→ **Prompt**
Copy the listing below word for word, from the line with "Target: cracked wall paint" to its last line.

[Point placement records]

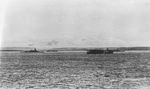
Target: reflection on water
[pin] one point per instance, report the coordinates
(74, 71)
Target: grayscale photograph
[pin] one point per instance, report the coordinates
(74, 44)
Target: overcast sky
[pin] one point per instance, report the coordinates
(76, 23)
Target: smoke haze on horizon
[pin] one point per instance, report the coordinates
(76, 23)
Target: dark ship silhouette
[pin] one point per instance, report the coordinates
(32, 51)
(100, 51)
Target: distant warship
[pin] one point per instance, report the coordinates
(32, 51)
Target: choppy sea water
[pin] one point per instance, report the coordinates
(74, 71)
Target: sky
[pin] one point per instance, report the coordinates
(75, 23)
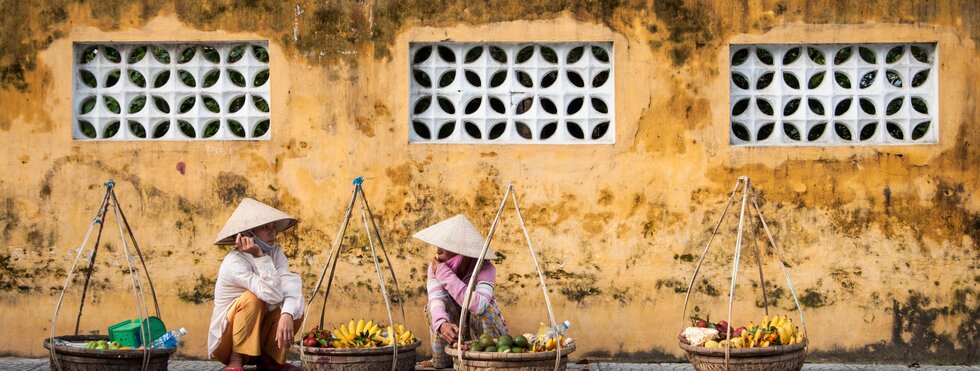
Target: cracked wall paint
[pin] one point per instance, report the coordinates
(881, 241)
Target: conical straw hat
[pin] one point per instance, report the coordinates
(250, 214)
(457, 235)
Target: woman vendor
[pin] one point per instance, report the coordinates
(258, 302)
(457, 247)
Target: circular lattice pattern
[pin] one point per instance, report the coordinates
(511, 93)
(171, 91)
(827, 94)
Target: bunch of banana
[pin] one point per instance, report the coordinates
(356, 334)
(777, 331)
(393, 334)
(550, 344)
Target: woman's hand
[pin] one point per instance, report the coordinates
(432, 266)
(448, 331)
(284, 332)
(247, 245)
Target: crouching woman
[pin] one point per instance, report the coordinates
(457, 247)
(258, 302)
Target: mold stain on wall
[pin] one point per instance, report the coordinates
(867, 232)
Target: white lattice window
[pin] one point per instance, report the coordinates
(834, 94)
(513, 93)
(171, 91)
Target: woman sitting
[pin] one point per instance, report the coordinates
(458, 246)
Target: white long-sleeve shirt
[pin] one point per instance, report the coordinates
(267, 277)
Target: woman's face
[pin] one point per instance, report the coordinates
(266, 232)
(443, 255)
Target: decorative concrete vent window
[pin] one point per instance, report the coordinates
(511, 93)
(171, 91)
(834, 94)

→ **Response**
Target: cracked wall paint
[pin] one point per instance, report the coordinates
(881, 241)
Target: conical straw hat
[pin] one point per instance, report the coordinates
(250, 214)
(457, 235)
Target: woman vendor
[pin] one point per instance, report the coordinates
(258, 302)
(457, 247)
Target: circular lattice pattern
[pin] one point per instance, report the coordinates
(511, 93)
(171, 91)
(827, 94)
Target: bunch of banana
[pin] one point per instance, report the coordinates
(356, 334)
(777, 331)
(393, 334)
(550, 344)
Target: woman's hand
[pin] one point per instance, report the coordinates
(432, 266)
(448, 331)
(284, 332)
(247, 245)
Target: crouching woman
[pin] one point per instance, report the coordinates
(457, 247)
(258, 302)
Target: mold stain on wall
[pin] one point per instance, report the coordinates
(867, 232)
Target: white lattice window
[pin] one point per instance, report the coordinates
(834, 94)
(513, 93)
(171, 91)
Target: woman sitting
[pin] one point per instance, report the coordinates
(458, 246)
Target: white long-sleeve shirt
[pin] one point per instance, report the coordinates
(267, 277)
Target: woman's face
[pin] one point per instance, report the coordinates
(266, 232)
(443, 255)
Target: decorative concrete vent window
[pin] one point per instance, report the coordinates
(511, 93)
(171, 91)
(834, 94)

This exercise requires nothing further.